### EXCERPTED TEXT

◇ ◇ ◇ ◇ ◇ ◇ ◇

Compliance
Singapore's Regulator Eases Banks' Red Tape, Capital Burdens

With COVID-19 wreaking havoc on normal financial life, the Singaporean regulator is cutting some slack for banks and other organisations over capital requirements and deadlines, for example.
The Monetary
Authority of Singapore is lightening the regulatory and
supervisory tests it imposes on banks and other institutions to
allow for relief efforts against the disruption of COVID-19. The
move mirrors steps of tax and regulatory authorities worldwide to
ease filing and other requirements.
The watchdog said it will take the following steps:
-- adjust banks’ capital and liquidity requirements, to help
sustain their lending activities;
-- allow FIs to take into account the government’s fiscal
assistance and banks’ relief measures in setting more realistic
accounting loan loss allowances;
-- defer FIs’ implementation of the final set of Basel III
reforms, margin requirements for non-centrally cleared
derivatives, and other new regulations and policies, to ease FIs’
operational burden;
-- allow FIs more latitude on submission timelines for regulatory
reports and defer non-urgent industry projects; and
-- suspend regular onsite inspections and supervisory visits
until further notice.
The worldwide pandemic has upended all manner of reporting
deadlines, banks' capital standards and other tests that are
standard parts of the financial system. In many cases regulators
around the world have pushed back deadlines and sought to soften
the blow of rules still in place.
MAS said that it is adjusting banks’ capital and liquidity
requirements.
The regulator said it “encourages banks to utilise their capital
buffers as appropriate to support their lending activities”.

◇ ◇ ◇ ◇ ◇ ◇ ◇

### INFORMATION GIVEN
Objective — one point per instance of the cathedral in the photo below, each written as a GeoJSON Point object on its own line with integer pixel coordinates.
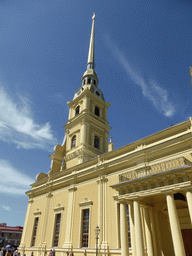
{"type": "Point", "coordinates": [135, 200]}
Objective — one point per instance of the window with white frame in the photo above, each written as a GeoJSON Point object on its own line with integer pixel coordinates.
{"type": "Point", "coordinates": [128, 225]}
{"type": "Point", "coordinates": [85, 228]}
{"type": "Point", "coordinates": [36, 221]}
{"type": "Point", "coordinates": [57, 229]}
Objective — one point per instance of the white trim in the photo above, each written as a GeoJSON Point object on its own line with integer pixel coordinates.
{"type": "Point", "coordinates": [85, 204]}
{"type": "Point", "coordinates": [57, 210]}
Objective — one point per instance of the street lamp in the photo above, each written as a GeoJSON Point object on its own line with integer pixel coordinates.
{"type": "Point", "coordinates": [97, 230]}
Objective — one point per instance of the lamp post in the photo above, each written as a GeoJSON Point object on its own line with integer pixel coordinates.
{"type": "Point", "coordinates": [97, 230]}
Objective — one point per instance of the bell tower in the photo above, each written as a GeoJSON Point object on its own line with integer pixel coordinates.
{"type": "Point", "coordinates": [87, 127]}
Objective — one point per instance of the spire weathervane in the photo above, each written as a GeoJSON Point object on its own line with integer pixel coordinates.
{"type": "Point", "coordinates": [90, 61]}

◇ ◇ ◇ ◇ ◇ ◇ ◇

### BRIEF A
In the article on Singapore's regulator easing banks' rules, how long will regular onsite inspections and supervisory visits be suspended?
### BRIEF B
Extend the article on Singapore's regulator easing banks' rules, starting after its last sentence.

### RESPONSE AREA A
They will be suspended until further notice.

### RESPONSE AREA B
“Banks in Singapore can afford to do this because they have
managed their businesses prudently and have built up healthy
capital buffers over the years. Our banks have sufficient capital
to see them through the current economic slump while continuing
to supply credit to the economy to support businesses and
individuals,” MAS said.
MAS said maintaining lending activities “should take priority”
over dividend pay-outs. “While MAS does not see a need to
restrict banks’ dividend policies, the release of capital buffers
should not be used to finance share buybacks during this period,”
it said.
The watchdog said it will allow banks to recognise more of their
regulatory loss allowance reserves as capital, making it easier
for banks to lend. The relief period will apply until 30
September 2021, and may be extended if necessary, MAS said.
Banks will also be able to use their “liquidity buffers” as
necessary to meet liquidity demands. To support banks’ lending
activities, MAS will adjust the Net Stable Funding Ratio
requirement.
Deferrals
The regulator said that it will defer the implementation of the
final set of Basel III reforms by one year for banks in
Singapore.
“While the reforms are necessary to strengthen the banking system
over the long term, they will require banks to make considerable
operational adjustments which they would be hard pressed to make
under the current challenging conditions,” it said.